━━ PROVIDED PASSAGE ━━
What do you mean you don’t think this is great acting? I’m not moving, not blinking and I’m speaking brilliant sarcasm as fast as humanly possible.
One of the perks about storytelling is that you get to create the rules of whatever universe you place the story in. You create characters in your own image or someone else’s as desired, and you don’t (technically) have to stick to historical facts, or any other kinds of facts. There are laws saying you can’t write untrue stories about the private lives of ordinary people, but they don’t apply as much to famous people, and hardly at all if you are writing about dead people. For many decades all that’s been required is to stick a label on the work that (in legalese) says, “If this story resembles something or someone real it’s an accident. We meant it to be FICTION. It’s all made up. Can’t sue us, neener-neener.”
It’s kind of pointless to use a term like “best” when you are estimating the quality of a movie. Movies are collaborative, and many kinds of work done by many people go into the finished product. Still, let’s take a look at three likely Oscar contenders for this past year’s BEST PICTURE:
1.) The Social Network, which is about famous and non-famous living people and some fictional characters. It concerns real and current events, uh maybe.
2.) The King’s Speech, which is about famous people who’ve died. It also concerns real events from the 1930s, mostly, probably.
3.) True Grit, which is an adaptation of a novel that was also a famous movie 40 years ago. It concerns fictional characters and events, but tries to make them seem as real as if they actually happened.
So, how do you pick which one’s best? All three films are effective, though aimed at different audiences. Is the one that surmounts the biggest creative challenge the best, like when you give extra points for degree of difficulty in diving? How do you even determine that? True Grit is entirely made up, though it was the novel’s author who made it up first. It took a lot of work to infer the motives and actions of Facebook creator Mark Zuckerberg (Social Network) from public facts such as the way his past friends are suing him. Social Network is based on a “non-fiction” book. The King’s Speech is adapted from an unproduced play. It’s the most accessible story; how a reticent heir to the throne of England must overcome his speech impediment because radio is the new medium and war with Hitler (best villain ever) is about to begin. No one knows what the king and his speech therapist really said to each other.
Another view is that the audience should get to pick what’s “best” by buying the most tickets. That’s how a GRAND ENTERTAINMENT like Titanic wins. It’s happened a lot, though not always. When a good movie not many people saw (like Crash) wins, it upsets people who hold the “majority rules” view. These people assume Social Network should win, since “everyone’s talking about it” and maybe because so many people use Facebook, proving somehow that it must be an important subject.
As a critic, I assert that it makes no difference what you, I or anyone else thinks about which one is the best picture. All that matters is the basis upon which you made the choice. When you read a review, try to read between the lines to discern the biases of the reviewer. I’m an optimist, I love westerns because they employ a heroic myth structure, and I’m a sucker for a well-acted story of how someone overcomes their limitations. Therefore I loved True Grit and The King’s Speech and hated The Social Network.
I’m not saying The Social Network isn’t clever. It’s very hard to make scenes where people talk about typing interesting. There are big ideas being presented in the film. For how much money would you abandon and betray your friends? Zuckerberg did become the world’s youngest billionaire. The nature of real life versus online life is also under examination. It’s got a great, ravey/vibey innovative score and razor-sharp dialogue. It even has one oscar-worthy performance, Justin Timberlake as Napster founder Sean Parker (aka Satan, the Tempter). It’s a movie worth seeing.
━━━
- **WORK ORDER 1**
In the Oscar commentary, which actor is named as giving an Oscar-worthy performance in The Social Network?
- **WORK ORDER 2**
Transcribe the Oscar commentary starting at "Another view is" and ending at "an important subject.".
- **WORK ORDER 3**
According to the Oscar commentary, why did the writer love True Grit and The King's Speech but hate The Social Network?
━━ DATA UNDER STUDY ━━
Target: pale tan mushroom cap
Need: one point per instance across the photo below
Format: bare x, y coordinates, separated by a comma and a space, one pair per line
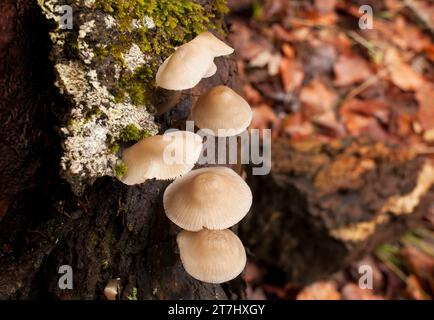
222, 108
211, 71
218, 47
212, 256
214, 198
163, 157
185, 67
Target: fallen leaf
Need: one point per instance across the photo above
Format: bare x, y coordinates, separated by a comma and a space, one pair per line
251, 94
325, 6
247, 44
288, 51
358, 124
425, 99
421, 264
317, 98
274, 64
401, 74
274, 9
296, 127
371, 107
351, 70
251, 273
321, 290
291, 73
265, 118
414, 289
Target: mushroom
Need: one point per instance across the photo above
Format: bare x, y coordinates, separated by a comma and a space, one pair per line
218, 47
222, 111
111, 290
214, 198
212, 256
163, 157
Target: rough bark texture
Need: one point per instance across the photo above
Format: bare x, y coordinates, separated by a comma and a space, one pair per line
324, 206
112, 230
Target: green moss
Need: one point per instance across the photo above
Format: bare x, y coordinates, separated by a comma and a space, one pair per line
176, 23
131, 134
102, 52
120, 170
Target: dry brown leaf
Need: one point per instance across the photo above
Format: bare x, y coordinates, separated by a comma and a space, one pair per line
247, 44
350, 70
274, 64
291, 73
321, 290
420, 263
352, 292
288, 51
403, 34
372, 107
358, 124
401, 74
425, 98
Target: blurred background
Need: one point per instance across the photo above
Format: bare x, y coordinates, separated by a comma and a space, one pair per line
321, 69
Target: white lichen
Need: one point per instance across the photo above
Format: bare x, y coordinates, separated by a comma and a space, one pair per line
96, 119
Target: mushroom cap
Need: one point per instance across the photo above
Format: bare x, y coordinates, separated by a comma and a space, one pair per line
222, 108
111, 289
218, 47
163, 157
185, 67
212, 256
214, 198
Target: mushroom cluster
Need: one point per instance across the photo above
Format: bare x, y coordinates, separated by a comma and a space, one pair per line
204, 202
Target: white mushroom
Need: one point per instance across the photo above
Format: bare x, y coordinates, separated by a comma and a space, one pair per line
212, 256
214, 198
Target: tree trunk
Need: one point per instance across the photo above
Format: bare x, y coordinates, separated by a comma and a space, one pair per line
111, 231
326, 205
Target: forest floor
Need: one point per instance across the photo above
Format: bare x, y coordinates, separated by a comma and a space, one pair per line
309, 70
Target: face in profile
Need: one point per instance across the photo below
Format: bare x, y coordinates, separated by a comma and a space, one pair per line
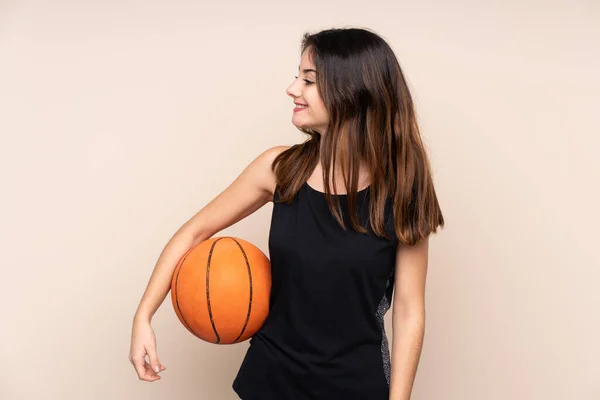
309, 110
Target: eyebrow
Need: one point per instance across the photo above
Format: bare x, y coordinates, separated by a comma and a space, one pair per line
307, 70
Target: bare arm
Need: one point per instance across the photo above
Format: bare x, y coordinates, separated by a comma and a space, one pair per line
252, 189
408, 318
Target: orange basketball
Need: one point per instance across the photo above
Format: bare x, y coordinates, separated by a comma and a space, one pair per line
220, 290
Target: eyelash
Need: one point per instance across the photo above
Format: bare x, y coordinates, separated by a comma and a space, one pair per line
306, 81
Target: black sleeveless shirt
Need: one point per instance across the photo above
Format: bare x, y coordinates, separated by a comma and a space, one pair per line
324, 337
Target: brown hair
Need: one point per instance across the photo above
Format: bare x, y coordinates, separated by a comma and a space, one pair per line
371, 119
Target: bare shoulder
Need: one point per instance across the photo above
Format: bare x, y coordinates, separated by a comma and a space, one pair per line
265, 175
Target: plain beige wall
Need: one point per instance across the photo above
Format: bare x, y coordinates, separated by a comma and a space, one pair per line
120, 119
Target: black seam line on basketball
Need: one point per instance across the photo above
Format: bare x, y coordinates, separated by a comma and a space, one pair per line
250, 280
177, 296
212, 322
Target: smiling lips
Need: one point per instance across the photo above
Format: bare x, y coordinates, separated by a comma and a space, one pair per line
299, 107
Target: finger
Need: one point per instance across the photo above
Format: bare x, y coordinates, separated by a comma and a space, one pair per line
138, 364
150, 374
151, 350
143, 371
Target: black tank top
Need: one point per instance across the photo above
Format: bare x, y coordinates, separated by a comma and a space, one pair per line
324, 337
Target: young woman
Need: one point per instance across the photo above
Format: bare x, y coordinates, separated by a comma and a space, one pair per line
353, 208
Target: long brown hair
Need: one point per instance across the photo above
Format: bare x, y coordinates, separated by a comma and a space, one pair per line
371, 119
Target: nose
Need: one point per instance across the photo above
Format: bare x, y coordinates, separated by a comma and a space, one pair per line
293, 90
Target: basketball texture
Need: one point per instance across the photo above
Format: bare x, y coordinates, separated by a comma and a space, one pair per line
220, 290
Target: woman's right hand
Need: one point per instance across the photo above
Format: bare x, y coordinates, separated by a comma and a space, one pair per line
143, 343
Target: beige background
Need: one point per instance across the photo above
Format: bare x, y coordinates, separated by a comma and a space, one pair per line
120, 119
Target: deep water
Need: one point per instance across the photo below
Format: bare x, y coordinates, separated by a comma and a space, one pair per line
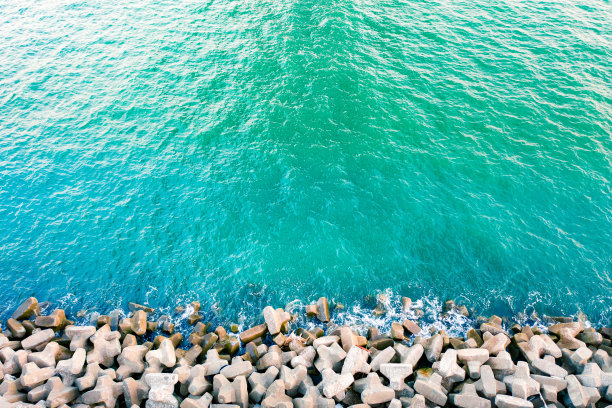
250, 152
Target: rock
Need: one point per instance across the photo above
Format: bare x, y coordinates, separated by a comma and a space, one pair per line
348, 338
356, 361
493, 326
59, 394
487, 385
409, 355
433, 348
227, 392
105, 392
550, 386
131, 361
293, 379
37, 339
411, 327
548, 367
578, 358
431, 389
373, 391
593, 376
579, 396
334, 385
325, 341
89, 379
72, 368
271, 359
448, 367
275, 319
330, 357
501, 364
164, 356
253, 333
28, 308
275, 396
161, 390
202, 402
79, 336
313, 399
397, 331
106, 347
260, 382
383, 357
474, 359
238, 367
134, 392
507, 401
468, 398
47, 357
396, 374
16, 328
305, 358
33, 376
520, 384
497, 343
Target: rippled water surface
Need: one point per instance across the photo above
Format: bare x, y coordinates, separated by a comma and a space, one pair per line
249, 152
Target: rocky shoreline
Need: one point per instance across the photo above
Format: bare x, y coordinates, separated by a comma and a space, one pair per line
138, 361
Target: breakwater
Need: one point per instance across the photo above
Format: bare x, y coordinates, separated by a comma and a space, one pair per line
137, 360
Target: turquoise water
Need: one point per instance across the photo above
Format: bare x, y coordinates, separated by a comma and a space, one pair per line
255, 152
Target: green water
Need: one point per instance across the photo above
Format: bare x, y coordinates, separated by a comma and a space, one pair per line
253, 152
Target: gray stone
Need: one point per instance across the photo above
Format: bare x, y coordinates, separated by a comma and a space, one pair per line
497, 343
507, 401
134, 392
293, 378
474, 358
383, 357
105, 393
161, 388
59, 394
356, 361
433, 347
487, 385
373, 391
520, 384
260, 382
106, 347
131, 361
468, 398
33, 376
409, 355
79, 336
579, 396
38, 339
305, 358
396, 374
202, 402
431, 388
330, 357
334, 385
72, 368
275, 396
237, 368
313, 399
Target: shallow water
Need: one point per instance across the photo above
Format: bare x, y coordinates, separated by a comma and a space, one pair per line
251, 152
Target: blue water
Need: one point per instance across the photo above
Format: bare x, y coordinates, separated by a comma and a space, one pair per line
248, 153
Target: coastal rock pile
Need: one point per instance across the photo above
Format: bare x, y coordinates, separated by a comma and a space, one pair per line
47, 361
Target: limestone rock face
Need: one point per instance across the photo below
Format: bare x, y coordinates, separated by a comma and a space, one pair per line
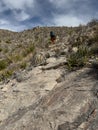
40, 102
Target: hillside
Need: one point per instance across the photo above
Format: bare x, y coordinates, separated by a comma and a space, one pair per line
47, 86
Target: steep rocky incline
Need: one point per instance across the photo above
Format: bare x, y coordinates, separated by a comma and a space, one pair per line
48, 97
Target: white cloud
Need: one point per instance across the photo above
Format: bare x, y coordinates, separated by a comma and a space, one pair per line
21, 16
59, 3
18, 4
67, 20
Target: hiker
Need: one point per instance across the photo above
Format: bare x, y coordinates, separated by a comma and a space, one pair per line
53, 37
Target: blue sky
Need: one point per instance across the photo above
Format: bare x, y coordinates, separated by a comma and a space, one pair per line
17, 15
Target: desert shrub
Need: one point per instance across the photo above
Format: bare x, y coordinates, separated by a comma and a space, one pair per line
28, 50
8, 41
78, 59
94, 49
6, 74
23, 65
0, 49
3, 64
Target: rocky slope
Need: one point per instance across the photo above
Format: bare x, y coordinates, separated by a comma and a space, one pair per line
46, 95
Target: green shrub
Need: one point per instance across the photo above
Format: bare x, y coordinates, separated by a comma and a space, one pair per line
78, 59
6, 74
94, 49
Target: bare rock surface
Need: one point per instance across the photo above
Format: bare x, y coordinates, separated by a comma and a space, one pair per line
48, 97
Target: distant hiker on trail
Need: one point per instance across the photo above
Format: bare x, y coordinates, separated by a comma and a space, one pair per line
53, 37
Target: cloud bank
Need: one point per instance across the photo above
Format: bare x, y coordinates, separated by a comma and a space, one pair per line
18, 15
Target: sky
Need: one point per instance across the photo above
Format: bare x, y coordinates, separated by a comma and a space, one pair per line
19, 15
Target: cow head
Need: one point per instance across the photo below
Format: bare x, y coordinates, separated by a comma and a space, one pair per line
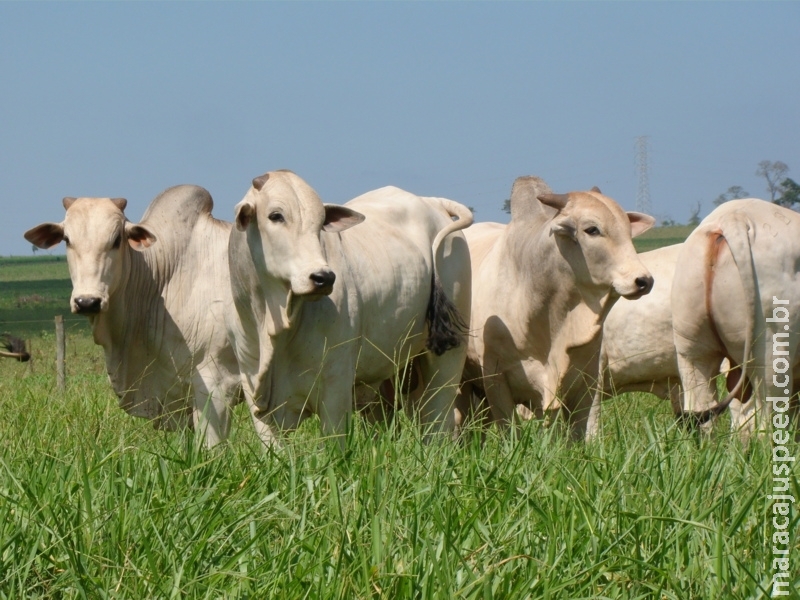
━━━
- **ANSWER 1**
Justin Timberlake, as Napster founder Sean Parker.

- **ANSWER 2**
Another view is that the audience should get to pick what’s “best” by buying the most tickets. That’s how a GRAND ENTERTAINMENT like Titanic wins. It’s happened a lot, though not always. When a good movie not many people saw (like Crash) wins, it upsets people who hold the “majority rules” view. These people assume Social Network should win, since “everyone’s talking about it” and maybe because so many people use Facebook, proving somehow that it must be an important subject.

- **ANSWER 3**
The writer attributes the choice to personal biases. The writer is an optimist who loves westerns for their heroic myth structure and is a sucker for a well-acted story about someone overcoming their limitations.